• [To be done]
a. Answer these questions about the essay on mathematics, one line each, marked (i), (ii), (iii):
(i) What binary number stores three dollars and two cents in a computer?
(ii) What Roman token designates the set {***}?
(iii) Which quantities does the tribe deep in the Amazon jungle know?
b. Does each statement, marked (i), (ii), (iii), agree with the essay on mathematics? For each, answer yes or no and quote the deciding words of the essay.
(i) Nature needs mathematics in order to quantify.
(ii) In binary code, {***} is represented as 11.
(iii) Something material changes hands in an electronic transaction.
c. Carry on the essay on mathematics, picking up right after its final sentence.
-------- Excerpt
(R.1) Mathematics is the use of logic to
create an abstract representation of is in the
mind. It is a nimbus for which we have created
an abstract language of its own for use in communicating the
knowledge that results from its use.
(R.2) The most commonly produced abstraction of mathematics is
numbers that we use for assessing magnitude or size which we
shall call quantity. But the number itself
does not describe any other aspect or property of the objective thing or
things which are being quantified other than
their quantity. And further, numbers are
ineffable. They can quantify but cannot be described. Nature
itself has no need of mathematics as it quantifies
empirically.
(R.3) The language of mathematics enables quantification
of abstract numbers. Examples include the operations
of addition, subtraction, multiplication, division, vectors, matrices, calculus
and statistics as well as many other even more abstract operations.
That is, mathematics is a system of logic to quantify
something that can be measured or counted as
a number.
So how is it that we quantify? The base is
what is called sets of things. As an example, let us suppose that
{*} is a set that abstractly represent an apple or an elephant or
another other thing. Similarly {***} would represent a set of
{*} and another set {*} and yet another set {*} of
apples or an elephants or another other things or even a set of
an {*} apple and a set of an {*}elephants and a set of
a {*} anything else. That is, {*} is a set and {{*}{*}{*}} is a set
of subsets of {*}. And that is mathematics in
a nutshell. We have abstractly quantified the existence of
one or more things.
As a shorthand for sets we give each
possible set a token symbol. The set {*} we
designate as 1 (Hindu-Arabic) or א (Hebrew) or I (Roman) or many other
different token in other language. But they all represent the set
{*}. Similarly, for the set {***} we designate as 3
(Hindu-Arabic) or ג (Hebrew) or III (Roman), etc. In the language of
binary code used with computers we represent {***} as 11. In the decimal
notation we use in our daily lives to quantity, say money, we use $3.00 to represent
the set {$$$} of dollars. The $ being the set of 100 ¢,
the set for $3.02 would then be the set including the subsets {{$}{$}{$}} and {{¢} {¢}} or {{$$$} {¢¢}} which we would use spoken and
written language to communicate the quantity three
dollars and two cents of money in terms of material
dollars bills and pennies.
More abstractly, three dollars
and two cents can be stored in a computer as the binary number 100101110
representing credit for the buying power of 302 cents. Both the dollars
bills and pennies and the binary number stored as credit in the
computer have the same quality, which is power to used for the action of
acquire something, say a cup of coffee. In electronic transactions, the
binary number 100101110 is subtracted from one account and added
to the "account" owned by someone else even though nothing
material changes hands. Only the abstraction of value was
exchanged as measured in pennies resulting in the transference of
buying power by the action of two
equivalent changes in the material memory
of computers. Thus, the mind perceives the nonmaterial concept
of credit which exists only as a number stored
in the memory of a computer in a bank (or written on a promissory note like
Both the sets and their token names
are nnimbus and can take no physical actions.
They cannot add {*) plus {*} plus {*} to equal the
set {***}. We can only logically communicate that they
do and equate them in memory as such. We must remember that
1 plus 3 equals 4. Show them to a tribe of natives deep in the Amazon jungle
who have had no knowledge of numbers and they would
be meaningless. The only quantities they know are 0, 1
and more than 1
to which they ascribe no tokens.
----------------
-------- Extracted information
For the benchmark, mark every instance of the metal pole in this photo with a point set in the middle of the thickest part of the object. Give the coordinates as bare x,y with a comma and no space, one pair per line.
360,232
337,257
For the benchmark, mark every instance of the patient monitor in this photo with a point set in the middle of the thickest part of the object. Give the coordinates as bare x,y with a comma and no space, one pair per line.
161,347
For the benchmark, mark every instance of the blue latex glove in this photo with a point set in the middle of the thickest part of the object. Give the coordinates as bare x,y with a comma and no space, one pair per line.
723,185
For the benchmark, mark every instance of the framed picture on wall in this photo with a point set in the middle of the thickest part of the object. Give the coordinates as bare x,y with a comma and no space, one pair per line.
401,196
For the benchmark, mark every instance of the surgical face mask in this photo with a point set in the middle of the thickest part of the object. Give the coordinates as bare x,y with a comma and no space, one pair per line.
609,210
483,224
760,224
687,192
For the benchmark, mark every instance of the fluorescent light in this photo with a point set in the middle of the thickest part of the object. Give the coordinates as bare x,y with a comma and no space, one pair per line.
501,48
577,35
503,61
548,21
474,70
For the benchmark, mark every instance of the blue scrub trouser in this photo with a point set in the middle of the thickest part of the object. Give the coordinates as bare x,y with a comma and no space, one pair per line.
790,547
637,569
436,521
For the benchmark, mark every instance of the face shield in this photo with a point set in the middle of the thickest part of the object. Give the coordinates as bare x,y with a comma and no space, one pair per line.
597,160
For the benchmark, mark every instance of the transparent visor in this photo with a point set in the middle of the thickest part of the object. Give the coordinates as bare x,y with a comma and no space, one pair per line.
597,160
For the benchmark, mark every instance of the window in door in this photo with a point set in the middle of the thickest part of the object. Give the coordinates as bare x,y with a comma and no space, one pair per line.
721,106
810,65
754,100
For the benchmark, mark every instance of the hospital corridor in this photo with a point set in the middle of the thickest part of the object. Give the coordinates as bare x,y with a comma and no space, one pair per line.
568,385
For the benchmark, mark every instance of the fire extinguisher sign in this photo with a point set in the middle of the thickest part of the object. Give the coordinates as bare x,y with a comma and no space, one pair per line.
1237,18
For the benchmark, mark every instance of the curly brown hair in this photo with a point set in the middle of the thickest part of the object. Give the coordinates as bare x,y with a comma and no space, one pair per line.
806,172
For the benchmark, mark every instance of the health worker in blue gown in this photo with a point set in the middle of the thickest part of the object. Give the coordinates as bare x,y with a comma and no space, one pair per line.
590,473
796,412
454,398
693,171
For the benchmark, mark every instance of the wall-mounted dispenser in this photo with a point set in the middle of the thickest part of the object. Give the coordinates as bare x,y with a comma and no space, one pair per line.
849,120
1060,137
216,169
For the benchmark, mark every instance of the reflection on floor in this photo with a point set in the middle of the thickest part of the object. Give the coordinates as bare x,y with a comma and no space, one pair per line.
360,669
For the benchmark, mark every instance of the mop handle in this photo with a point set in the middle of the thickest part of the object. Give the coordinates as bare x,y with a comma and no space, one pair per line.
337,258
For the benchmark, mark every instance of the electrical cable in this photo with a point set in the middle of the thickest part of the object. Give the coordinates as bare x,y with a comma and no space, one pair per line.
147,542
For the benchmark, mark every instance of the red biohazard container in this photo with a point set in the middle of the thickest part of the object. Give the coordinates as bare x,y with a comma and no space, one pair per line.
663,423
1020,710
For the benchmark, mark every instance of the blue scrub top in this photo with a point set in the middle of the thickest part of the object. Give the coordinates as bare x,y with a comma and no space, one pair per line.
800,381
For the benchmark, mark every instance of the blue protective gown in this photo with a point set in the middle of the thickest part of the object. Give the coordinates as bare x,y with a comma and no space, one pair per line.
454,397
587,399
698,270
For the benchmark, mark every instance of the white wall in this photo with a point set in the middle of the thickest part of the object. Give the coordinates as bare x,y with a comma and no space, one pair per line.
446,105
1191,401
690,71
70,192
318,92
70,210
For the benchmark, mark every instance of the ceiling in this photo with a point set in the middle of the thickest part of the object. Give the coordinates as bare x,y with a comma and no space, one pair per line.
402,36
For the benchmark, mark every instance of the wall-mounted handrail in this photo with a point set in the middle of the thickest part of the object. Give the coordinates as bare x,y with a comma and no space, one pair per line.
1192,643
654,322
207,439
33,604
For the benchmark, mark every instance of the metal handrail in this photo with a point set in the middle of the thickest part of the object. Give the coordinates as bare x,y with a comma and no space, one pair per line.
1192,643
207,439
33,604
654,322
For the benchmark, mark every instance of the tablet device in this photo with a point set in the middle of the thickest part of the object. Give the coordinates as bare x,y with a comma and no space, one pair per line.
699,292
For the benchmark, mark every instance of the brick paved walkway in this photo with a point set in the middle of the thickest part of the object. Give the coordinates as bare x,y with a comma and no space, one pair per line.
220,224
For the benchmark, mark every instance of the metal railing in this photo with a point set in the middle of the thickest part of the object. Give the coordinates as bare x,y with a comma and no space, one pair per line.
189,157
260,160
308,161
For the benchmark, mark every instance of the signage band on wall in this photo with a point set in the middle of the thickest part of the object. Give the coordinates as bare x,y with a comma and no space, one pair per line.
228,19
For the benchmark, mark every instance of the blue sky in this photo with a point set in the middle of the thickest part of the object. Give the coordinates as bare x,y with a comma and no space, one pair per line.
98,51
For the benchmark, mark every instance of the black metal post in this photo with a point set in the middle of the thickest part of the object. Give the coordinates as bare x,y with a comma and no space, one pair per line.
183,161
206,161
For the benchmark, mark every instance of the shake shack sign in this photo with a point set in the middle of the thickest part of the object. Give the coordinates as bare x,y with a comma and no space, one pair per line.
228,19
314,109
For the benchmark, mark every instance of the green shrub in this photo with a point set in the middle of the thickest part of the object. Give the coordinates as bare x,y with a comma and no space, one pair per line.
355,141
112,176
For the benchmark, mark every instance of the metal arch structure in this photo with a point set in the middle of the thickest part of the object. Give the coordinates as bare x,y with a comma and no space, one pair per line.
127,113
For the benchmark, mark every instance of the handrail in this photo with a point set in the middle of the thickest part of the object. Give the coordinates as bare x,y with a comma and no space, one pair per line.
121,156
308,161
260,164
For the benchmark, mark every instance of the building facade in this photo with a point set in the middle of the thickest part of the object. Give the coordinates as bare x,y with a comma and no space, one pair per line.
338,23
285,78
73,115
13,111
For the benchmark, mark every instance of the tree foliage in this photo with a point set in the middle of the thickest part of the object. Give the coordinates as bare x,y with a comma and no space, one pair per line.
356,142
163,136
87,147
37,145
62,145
----------------
• [Answers in order]
a.
(i) 100101110
(ii) III
(iii) 0, 1 and more than 1

b.
(i) No: "Nature itself has no need of mathematics as it quantifies empirically."
(ii) Yes: "In the language of binary code used with computers we represent {***} as 11."
(iii) No: "even though nothing material changes hands."

c.
We can also perform mathematical operation
with sets. We can subtract one set from another to obtain a
remainder set: {****} minus {*} is the {***} set. We can multiply
sets to obtain a set of sets: {***} sets
of {**} set is the {******} set. And we can
divide sets of sets: {******} set divided
by {**) set is the set {***}. We can do logic of
equality of sets: {***} is the same as {***}: true; (**} is the
same as {***}: false; {***} is true and {***} is true: true; {***} is true but
{**} is not true: true: etc. All of mathematics, however
sophisticated, are based on these simple concepts. It is only a matter of
learning the mathematical systems they employ. And, yes, even the most advanced
computers use these simple concepts and depend upon tables sets to know that 2
plus 3 equals 5 and upon logic hardware to know that 2 plus 3 is not equal 6.
Alas, it has been logically proven that a
complete and consistent set of axioms for all mathematics is
impossible and even mathematics has it unknowable. Considering
that all sets are subsets of sets (save
the null set which contains nothing at all), it begs the question of what is
the set of all sets?
(R.4) The language of mathematics also enables
definition of special shapes or forms which we call geometry.
Example of geometry include points, lines, areas and volumes
in the three dimensional world with which we are most sentient.
But geometry also includes not only these dimensionless points,
one dimensional lines, two dimensional lines, and three dimensional
shape of the sentient world but also the
abstract four and higher dimensional geometries used primarily by
those who study the world of the very small that lie beyond our direct observation
with our sensory abilities. As an example, a the shape of a
donut has a four dimension geometry.
The mathematics of these abstract geometries is
beyond the experience and, thus, knowledge of
other than a small number of mathematicians and scientists.
Only the knowledge gained using them will be commonly known by
most of us. The discovery, for example, of the Higgs boson was widely published
but the mathematics and geometries used to
predict its existence was not.
(R.4.1) Geometries other
than three dimensional geometries may exist in sentient three
dimensional space. Common examples are the two-dimensional geometry of
the Mobius strip that exists in a three-dimension space and of the
four-dimensional donut that exists in three-dimensional space. But humans are
limited to the sentience of three-dimensional space. We only experience
"up", "down", and "back". It challenges
our mind to observe that a Mobius strip has a geometry
with only one surface or that a donut has four dimensions.
(R.5) The language of mathematics enables the
representation of the distribution of actions in time
intervals both in time past and time
future. This we shall call this the mathematics statistics.
We would say the probability of a coin landing heads is 1 in 2
and similarly 1 in 2 of landing tails for a total probability of
2 in 2 or 100%. But this is true only for a two-dimensional coin. The
coins in our pockets are three-dimensional coins with a heads
surface, a tails surface and an edge surface. The
total probability is the sum of the probabilities on landing on each of the
three surfaces, that is the probability of heads or
tails is less 1 in 2 because it can land on its edge and
occasionally does. The same can be said for all geometries of any dimension.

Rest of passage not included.